SELECTED PASSAGE -
════
We can see that although limitations were placed on Black women during the first part of the twentieth century, Dorthea and Portia were able to carve out lives generated by the confidence that they could accomplish their goals. Obstacles became opportunities for success in setting goals and achieving them in a manner that suited them. They demanded that situations respond to them rather than their fitting into predetermined parameters that confined Black women in this era.
The marginality born of oppression, however, comes with a cost. For Portia, depression, smoking, and drinking were obstacles she had to overcome. Her smoking and drinking have been reduced over the years and her energy prevented her from succumbing to depression. Portia recognized the genetic link of depression but stated, “… I could be [depressed] but I don't allow myself to be… I'm not going to do it.” For Dorthea the homegrown obstacle was her temper. She learned to control it but also recognized that a certain degree of vigilance and attitude is necessary for survival. What was once anger has transformed into a comfort with confrontation.
Converting obstacles into opportunities allowed both of these women to carve out avenues for success. Dorthea and Portia did not accept the limits created by gender, race, socioeconomic status, or sexual orientation; they recognized that they could, with the support of family and friends, achieve their goals. Nor did their marginalization create feelings of helplessness. They are not perfect women and had to face their own demons, but like many of us, transcended their grip and became successful.
Subverting social institutions and creating safe spaces.
RH: I was gonna ask you something… oh, when did you stop getting into trouble?
Portia: I don't think I ever have [laugh]…
RH: Okay, so you were kind of a…
Dorthea: Yeah, I, I, was devilish all the time you see… I will always be that way, I guess.
════
TASKS TO COMPLETE -
**a.** Decide whether each statement below agrees with the passage about Dorthea and Portia, answering yes or no and quoting the deciding words of the passage: (i) Portia recognized a genetic link to depression. (ii) Dorthea's homegrown obstacle was drinking. (iii) Their marginalization created feelings of helplessness.
**b.** Carry the passage about Dorthea and Portia forward, picking up after its final line.

(Extracted data entries)
════
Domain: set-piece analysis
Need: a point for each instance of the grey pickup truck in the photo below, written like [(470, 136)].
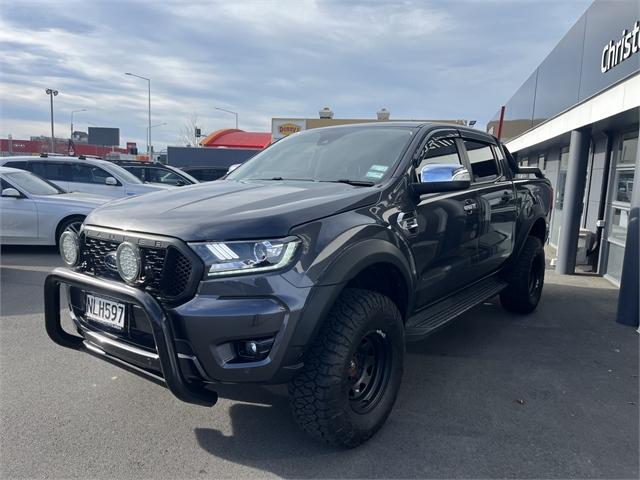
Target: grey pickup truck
[(311, 264)]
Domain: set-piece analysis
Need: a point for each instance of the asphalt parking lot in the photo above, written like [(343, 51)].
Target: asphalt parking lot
[(551, 395)]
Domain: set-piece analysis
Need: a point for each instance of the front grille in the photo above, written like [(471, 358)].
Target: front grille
[(166, 271)]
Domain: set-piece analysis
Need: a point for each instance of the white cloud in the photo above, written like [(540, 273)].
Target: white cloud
[(265, 59)]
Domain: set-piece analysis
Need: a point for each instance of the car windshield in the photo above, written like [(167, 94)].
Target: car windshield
[(354, 154), (124, 175), (32, 184), (182, 173)]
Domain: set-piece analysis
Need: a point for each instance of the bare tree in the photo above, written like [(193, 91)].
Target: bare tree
[(187, 134)]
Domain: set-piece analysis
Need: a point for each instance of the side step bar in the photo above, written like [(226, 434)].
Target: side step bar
[(426, 321)]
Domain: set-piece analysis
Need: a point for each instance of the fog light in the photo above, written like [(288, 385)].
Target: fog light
[(69, 248), (128, 262), (254, 350), (251, 348)]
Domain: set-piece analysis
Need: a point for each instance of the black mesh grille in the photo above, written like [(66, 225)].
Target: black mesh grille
[(166, 271)]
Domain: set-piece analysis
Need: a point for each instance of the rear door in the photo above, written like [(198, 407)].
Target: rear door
[(496, 202), (444, 236), (54, 171), (18, 218)]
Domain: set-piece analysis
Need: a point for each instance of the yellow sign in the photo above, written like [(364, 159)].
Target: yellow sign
[(288, 129)]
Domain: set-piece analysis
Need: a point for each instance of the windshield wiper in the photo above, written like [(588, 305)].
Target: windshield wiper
[(282, 179), (357, 183)]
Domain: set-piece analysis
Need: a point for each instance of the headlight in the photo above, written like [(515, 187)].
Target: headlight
[(128, 262), (69, 248), (233, 258)]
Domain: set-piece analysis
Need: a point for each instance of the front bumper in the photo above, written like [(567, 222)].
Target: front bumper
[(167, 356), (188, 347)]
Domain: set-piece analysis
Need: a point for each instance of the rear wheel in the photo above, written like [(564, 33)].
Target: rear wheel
[(352, 370), (527, 279)]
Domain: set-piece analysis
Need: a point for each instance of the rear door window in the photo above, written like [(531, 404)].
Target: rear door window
[(17, 164), (50, 170), (158, 175), (484, 167), (88, 174)]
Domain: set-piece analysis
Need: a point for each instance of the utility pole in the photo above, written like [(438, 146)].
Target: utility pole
[(72, 112), (149, 147), (229, 111), (52, 93)]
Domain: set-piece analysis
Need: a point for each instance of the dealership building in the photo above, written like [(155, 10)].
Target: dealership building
[(576, 117)]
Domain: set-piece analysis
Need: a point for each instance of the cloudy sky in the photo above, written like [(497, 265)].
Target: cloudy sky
[(265, 58)]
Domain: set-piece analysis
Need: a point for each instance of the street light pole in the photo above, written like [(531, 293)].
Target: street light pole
[(157, 125), (149, 125), (72, 112), (229, 111), (52, 93)]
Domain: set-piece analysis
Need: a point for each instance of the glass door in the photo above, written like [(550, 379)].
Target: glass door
[(620, 203), (556, 217)]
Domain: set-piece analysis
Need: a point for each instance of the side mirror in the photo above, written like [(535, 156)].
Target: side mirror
[(442, 177), (11, 193)]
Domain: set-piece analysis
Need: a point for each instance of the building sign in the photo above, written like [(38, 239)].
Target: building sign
[(288, 128), (283, 127), (615, 52)]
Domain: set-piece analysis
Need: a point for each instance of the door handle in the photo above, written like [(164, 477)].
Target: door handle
[(470, 206), (506, 196)]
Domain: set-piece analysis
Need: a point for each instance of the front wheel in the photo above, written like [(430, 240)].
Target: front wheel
[(72, 223), (352, 371), (526, 280)]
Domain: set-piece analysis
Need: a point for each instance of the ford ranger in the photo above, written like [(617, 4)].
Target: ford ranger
[(311, 264)]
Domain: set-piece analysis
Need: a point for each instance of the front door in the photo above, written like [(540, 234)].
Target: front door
[(445, 234), (496, 205)]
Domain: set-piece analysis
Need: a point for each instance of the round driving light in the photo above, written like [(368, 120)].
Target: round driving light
[(128, 262), (69, 248)]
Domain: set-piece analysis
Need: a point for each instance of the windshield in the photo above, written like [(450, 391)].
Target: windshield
[(182, 173), (32, 184), (124, 175), (357, 154)]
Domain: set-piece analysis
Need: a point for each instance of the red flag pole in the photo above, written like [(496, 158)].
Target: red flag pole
[(501, 123)]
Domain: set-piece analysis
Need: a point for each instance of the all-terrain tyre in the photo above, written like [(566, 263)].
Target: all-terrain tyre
[(526, 279), (352, 370)]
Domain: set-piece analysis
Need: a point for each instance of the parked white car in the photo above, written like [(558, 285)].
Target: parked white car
[(90, 175), (34, 211)]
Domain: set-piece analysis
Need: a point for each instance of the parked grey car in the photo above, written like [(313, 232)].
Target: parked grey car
[(34, 211), (88, 175)]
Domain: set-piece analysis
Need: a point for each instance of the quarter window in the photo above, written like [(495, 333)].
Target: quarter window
[(157, 175), (483, 164)]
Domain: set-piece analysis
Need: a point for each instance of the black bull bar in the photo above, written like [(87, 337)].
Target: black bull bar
[(163, 335)]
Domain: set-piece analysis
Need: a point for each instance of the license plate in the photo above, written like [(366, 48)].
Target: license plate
[(105, 311)]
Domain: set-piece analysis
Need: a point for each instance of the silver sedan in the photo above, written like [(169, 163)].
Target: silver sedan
[(34, 211)]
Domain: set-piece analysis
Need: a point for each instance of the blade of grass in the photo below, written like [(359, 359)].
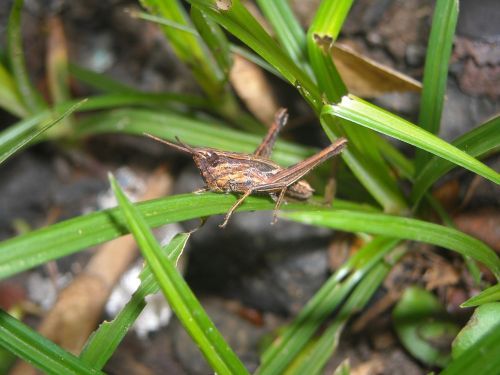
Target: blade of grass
[(239, 22), (365, 114), (436, 69), (492, 294), (18, 131), (366, 160), (57, 62), (296, 337), (180, 297), (402, 228), (288, 30), (375, 180), (108, 85), (251, 56), (10, 148), (10, 100), (39, 246), (31, 97), (322, 350), (42, 353), (478, 142), (103, 343), (214, 38), (188, 47)]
════
REPLIES -
**a.**
(i) Yes: "Portia recognized the genetic link of depression"
(ii) No: "For Dorthea the homegrown obstacle was her temper."
(iii) No: "Nor did their marginalization create feelings of helplessness."

**b.**
Throughout their interviews, both Portia and Dorthea made reference to their very nontraditional use of very traditional social institutions—marriage, school, family, and the law. In the language of today, these women developed an expertise at “queering” traditional institutions, that is, using them in subversive ways to extract their own ends. As Michelle Fine and Lois Weis (1998) learned from their study of working-class women and men in Jersey City and Buffalo, there is a skill developed within oppressive social situations by those at the social margin: the skill of assessing the potential of social institutions and extracting goods from those institutions without being contaminated by the sweep of the dominant ideology—without being co-opted. Fine and Weis heard from their participants a deep desire and yearning for safe spaces in which the toxicity of the outside world remained at the door—that is, safe spaces from which stereotypes are banned and solidarity among those at the margins is encouraged.
The interviews of Portia and Dorthea echoed both of these strategies—subverting social institutions and wiggling through to create safe spaces among peers. Portia described briefly relying upon welfare until she was able to find employment. She recalled the racist and classist stereotyping of a social worker who was a catalyst for her to apply to nursing school and seek out a career as a nurse.
Portia: I didn't graduate from high school. I was bringin' up my kids and I had no resources and I… was on welfare… I finally got a job as a nurse's aide in a hospital. [chuckle] In those days the… social workers would come to [you]… and this woman sat in my own house one day and said to me, “Well, you know, you will never be anything, you know, but a houseworker” or stuff like that. And I said to her, “Well, then I'll stay on welfare forever because I'll never be a houseworker,” because I had memories of my what my mother had to do and… she said, “Well, I don't see why that would be a problem for you because my mother and I, we have a girl [laugh] and we have lunch with her.” And I said, “Yes, and how old is that girl? Is she a girl or is she a woman?” And I could see her face getting red. Anyway, she left that day and I was determined to get a job. That was the turning point for me. I mean I can remember the day I got off of welfare. I stopped. I was going to work. I put the kids in nursery school on my way to work and I stopped at a public phone, called her, and told her “Take me off [welfare].” I'm didn't want any more checks. She said, “Well, what are gonna [do]?” And I said, “None of your business.” [laugh] And that was it! I was 21-22. Yeah. And I've never looked back.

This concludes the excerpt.